━━━━━ INPUT MATERIAL ━━━━━
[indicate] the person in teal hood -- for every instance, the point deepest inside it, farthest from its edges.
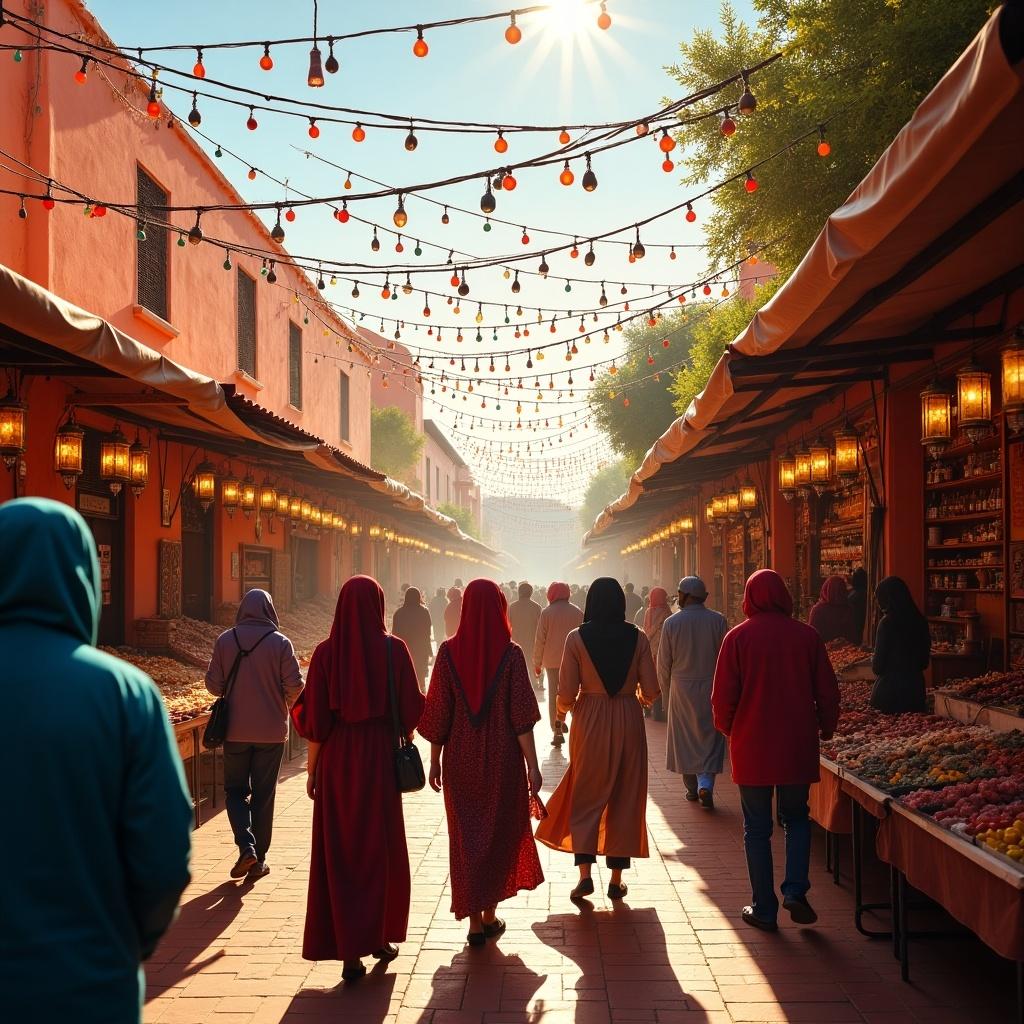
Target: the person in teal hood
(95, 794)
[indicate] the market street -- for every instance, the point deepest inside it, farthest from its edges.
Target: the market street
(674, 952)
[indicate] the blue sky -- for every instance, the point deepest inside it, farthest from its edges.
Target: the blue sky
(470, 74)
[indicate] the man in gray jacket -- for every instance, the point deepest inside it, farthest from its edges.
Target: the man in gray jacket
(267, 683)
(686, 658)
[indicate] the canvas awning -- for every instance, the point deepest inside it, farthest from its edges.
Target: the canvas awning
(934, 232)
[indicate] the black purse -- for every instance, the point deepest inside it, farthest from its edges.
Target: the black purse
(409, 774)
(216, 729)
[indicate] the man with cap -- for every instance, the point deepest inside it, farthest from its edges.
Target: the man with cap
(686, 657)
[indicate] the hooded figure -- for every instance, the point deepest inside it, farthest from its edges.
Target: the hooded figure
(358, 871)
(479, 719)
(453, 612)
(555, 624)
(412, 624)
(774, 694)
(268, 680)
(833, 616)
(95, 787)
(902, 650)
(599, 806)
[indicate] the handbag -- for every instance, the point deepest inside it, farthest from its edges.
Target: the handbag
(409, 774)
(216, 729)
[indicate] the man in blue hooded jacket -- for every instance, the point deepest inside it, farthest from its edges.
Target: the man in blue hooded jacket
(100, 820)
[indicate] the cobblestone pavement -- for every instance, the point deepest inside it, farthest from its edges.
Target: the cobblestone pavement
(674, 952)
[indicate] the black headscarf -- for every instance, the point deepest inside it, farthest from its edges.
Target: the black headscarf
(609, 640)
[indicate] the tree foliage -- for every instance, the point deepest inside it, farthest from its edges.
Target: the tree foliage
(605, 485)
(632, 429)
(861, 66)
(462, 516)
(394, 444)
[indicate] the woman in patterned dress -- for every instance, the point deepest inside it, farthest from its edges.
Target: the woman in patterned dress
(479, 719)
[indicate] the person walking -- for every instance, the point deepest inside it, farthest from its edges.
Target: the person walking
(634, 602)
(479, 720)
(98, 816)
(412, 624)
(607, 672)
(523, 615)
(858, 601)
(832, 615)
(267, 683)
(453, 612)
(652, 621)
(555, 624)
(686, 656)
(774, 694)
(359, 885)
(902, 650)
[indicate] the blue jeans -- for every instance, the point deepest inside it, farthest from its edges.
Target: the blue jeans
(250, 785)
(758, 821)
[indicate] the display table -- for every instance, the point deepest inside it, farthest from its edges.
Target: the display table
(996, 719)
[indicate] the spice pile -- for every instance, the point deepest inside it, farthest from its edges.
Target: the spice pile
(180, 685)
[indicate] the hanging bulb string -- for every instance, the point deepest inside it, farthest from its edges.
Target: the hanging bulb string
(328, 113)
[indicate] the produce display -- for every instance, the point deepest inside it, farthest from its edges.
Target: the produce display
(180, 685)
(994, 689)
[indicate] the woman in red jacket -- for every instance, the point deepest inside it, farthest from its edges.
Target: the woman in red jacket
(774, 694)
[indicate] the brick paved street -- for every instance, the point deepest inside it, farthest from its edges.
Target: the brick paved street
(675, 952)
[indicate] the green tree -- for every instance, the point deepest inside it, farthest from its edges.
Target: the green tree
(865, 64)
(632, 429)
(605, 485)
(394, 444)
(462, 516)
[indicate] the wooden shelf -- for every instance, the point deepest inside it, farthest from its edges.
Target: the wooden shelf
━━━━━
Copy out word for word the part of the entries that begins with the line containing "[indicate] the hanging" and continues through the last line of the entries.

[indicate] the hanging bulb string -- for every instance, the point deepest inside it, farthest from its edges.
Target: the hanging bulb string
(328, 113)
[indicate] the produce display -- for every instance, the point deepest inside it, farthest from its edges.
Target: the produce display
(180, 685)
(994, 689)
[indicate] the woman in red jacket -- for every instance, the point deepest inside it, farthest from its edges.
Target: the woman in red jacket
(774, 694)
[indicate] the brick paved street -- for every instance, the point deepest inside it, farthest from its edges.
Target: the brick paved street
(675, 952)
[indicate] the green tree -- for every instance, the point deepest inside it, farthest from its edges.
Target: the green tree
(865, 64)
(632, 429)
(605, 485)
(394, 444)
(462, 516)
[indicate] the wooden shelf -- for every instance, the point deepest inside it, farthest from its edges.
Target: the wooden shelf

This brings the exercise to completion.